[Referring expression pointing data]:
**********

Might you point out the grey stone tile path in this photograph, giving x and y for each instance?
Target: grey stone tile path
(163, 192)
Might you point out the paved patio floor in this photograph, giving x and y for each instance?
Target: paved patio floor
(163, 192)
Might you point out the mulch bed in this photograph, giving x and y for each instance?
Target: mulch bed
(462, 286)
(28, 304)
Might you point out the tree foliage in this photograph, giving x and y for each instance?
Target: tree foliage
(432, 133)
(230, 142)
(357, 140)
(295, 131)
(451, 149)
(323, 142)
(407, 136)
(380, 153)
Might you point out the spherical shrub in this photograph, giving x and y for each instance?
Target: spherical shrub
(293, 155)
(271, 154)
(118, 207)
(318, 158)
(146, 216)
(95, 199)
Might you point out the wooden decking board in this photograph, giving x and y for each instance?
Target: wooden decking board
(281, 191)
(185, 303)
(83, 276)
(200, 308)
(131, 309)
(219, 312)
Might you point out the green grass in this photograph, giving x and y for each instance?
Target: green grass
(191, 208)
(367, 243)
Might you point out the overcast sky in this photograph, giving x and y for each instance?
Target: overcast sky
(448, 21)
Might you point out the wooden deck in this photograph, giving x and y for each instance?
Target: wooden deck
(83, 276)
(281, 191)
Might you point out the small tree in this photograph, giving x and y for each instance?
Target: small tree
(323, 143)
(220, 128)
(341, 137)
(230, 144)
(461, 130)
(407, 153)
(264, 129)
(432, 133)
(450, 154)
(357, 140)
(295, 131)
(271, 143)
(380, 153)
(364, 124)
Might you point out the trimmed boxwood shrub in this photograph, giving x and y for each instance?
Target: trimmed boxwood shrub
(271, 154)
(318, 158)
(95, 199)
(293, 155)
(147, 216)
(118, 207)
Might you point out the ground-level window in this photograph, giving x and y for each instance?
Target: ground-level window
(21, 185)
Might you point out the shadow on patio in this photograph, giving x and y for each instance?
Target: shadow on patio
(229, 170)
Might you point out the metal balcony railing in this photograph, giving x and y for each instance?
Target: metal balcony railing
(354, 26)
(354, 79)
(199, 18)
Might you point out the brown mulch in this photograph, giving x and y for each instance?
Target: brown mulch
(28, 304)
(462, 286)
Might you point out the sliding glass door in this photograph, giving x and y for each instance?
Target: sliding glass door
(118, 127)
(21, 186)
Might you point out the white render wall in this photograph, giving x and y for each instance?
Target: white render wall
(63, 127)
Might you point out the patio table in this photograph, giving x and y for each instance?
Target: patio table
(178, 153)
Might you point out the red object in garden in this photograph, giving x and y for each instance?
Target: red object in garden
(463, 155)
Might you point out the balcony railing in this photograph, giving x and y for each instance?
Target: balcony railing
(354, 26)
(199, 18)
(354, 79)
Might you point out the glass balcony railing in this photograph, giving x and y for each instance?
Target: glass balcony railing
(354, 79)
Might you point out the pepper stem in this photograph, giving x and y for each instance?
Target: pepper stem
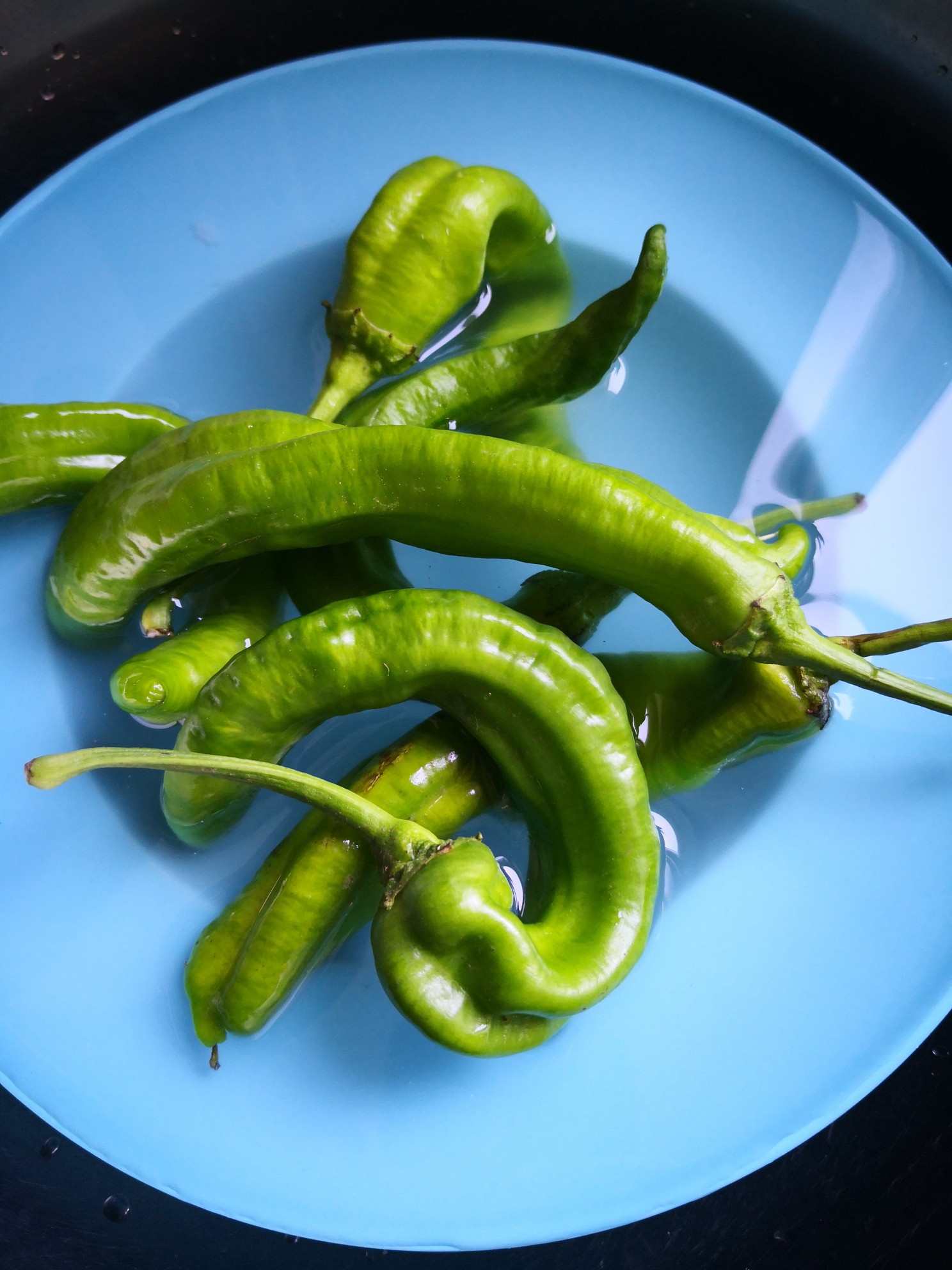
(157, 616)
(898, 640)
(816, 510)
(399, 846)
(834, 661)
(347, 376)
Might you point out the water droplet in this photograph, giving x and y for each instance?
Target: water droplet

**********

What the answer needs is every line from the data above with "droplet" in it.

Might you point out the water droplet in this photograph, giving x and y for each instance?
Target: water droplet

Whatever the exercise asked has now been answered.